Kaleida are an English electropop duo from London, England, formed in 2013. The band consists of vocalist Christina Wood and keyboardist Cicely Goulder. Kaleida released their debut EP, Think, in 2015, followed by Tear the Roots in 2017 and Odyssey in 2020. In 2014, the band's title track from their debut EP appeared on the soundtrack of the action film John Wick.

History

2013–2015: Formation and Think
Kaleida formed in 2013, when Wood and Goulder were introduced by a mutual friend through email. At the time, Wood had been at work in the forests of Borneo, while Goulder had been in the film industry. From 2013 to late 2014, the duo released demos of songs "Think" and "Tropea," releasing a video for the latter in 2013. On 19 December 2014 Lex Records announced they had signed Kaleida and would be releasing their debut extended play, Think, on 6 April 2015. In 2014, Kaleida garnered worldwide attention when their song, "Think", was featured in the 2014 action film John Wick and its soundtrack. The song's minimalist structure specifically contrasted the violent scenes in which it was used.

##############################

# Your tasks
1. How would this sentence from the Kaleida passage read in Spanish: "The band consists of vocalist Christina Wood and keyboardist Cicely Goulder."?
2. Can you write what comes next in the passage about the duo Kaleida, picking up right after its final sentence?

# Source excerpt

##############################

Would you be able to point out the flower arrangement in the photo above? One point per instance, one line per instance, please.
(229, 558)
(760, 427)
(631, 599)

##############################

# The responses
1. La banda está formada por la vocalista Christina Wood y la teclista Cicely Goulder.

2.
2015–Touring and Detune
In a 2015 interview with Ground Sounds, Kaleida stated that following their European tour with Róisín Murphy, the band would begin work on their debut album. On 3 November 2015 Kaleida released a new single, "Detune". On 24 February 2016 the band released a new single, "It's Not Right," and a second EP, Detune, was released on 26 February. Their debut album, Tear the Roots, was set for a September 2017 release.

2017–Tear The Roots
Kaleida released their debut album, Tear The Roots, on 15 September 2017.

2020 – Odyssey 
Kaleida released their second album, Odyssey, on 28 August 2020.

Members
Christina Wood - vocals (2013–present)
Cicely Goulder - keyboards, production (2013–present)

Discography

Extended plays
 Think (Lex Records, 2015)
 Detune (Lex Records, 2016)

Albums
 Tear the Roots (Lex Records, 2017)
 Odyssey (Lex Records, 2020)

Singles
 "Think" (2013)
 "Tropea" (2013)
 "Picture You" (2014)
 "Aliaa" (2015)
 "Detune" (2015)
 "It's Not Right" (2016)
 "99 Luftballons" (2017)
 "Other Side" (2020)
 "Long Noon" (2020)
 "Odyssey" (2020) 
 "Smells Like Teen Spirit" (2020)

Appearances on soundtracks
 John Wick: Original Motion Picture Soundtrack - "Think" (2014)
 CSI – "Aliaa" (2014)
 Search Party - "The Call" (2016)
 Atomic Blonde: Original Motion Picture Soundtrack - "99 Luftballons" (2017)
 Wu Assassins (Netflix Original Series S1:E1) - "Aliaa" (2019)
 Monarca (Netflix Original Series) - "The Call" and "Aliaa" (2019)
 Charmed (Netflix Original Series) - "Detune" (2019)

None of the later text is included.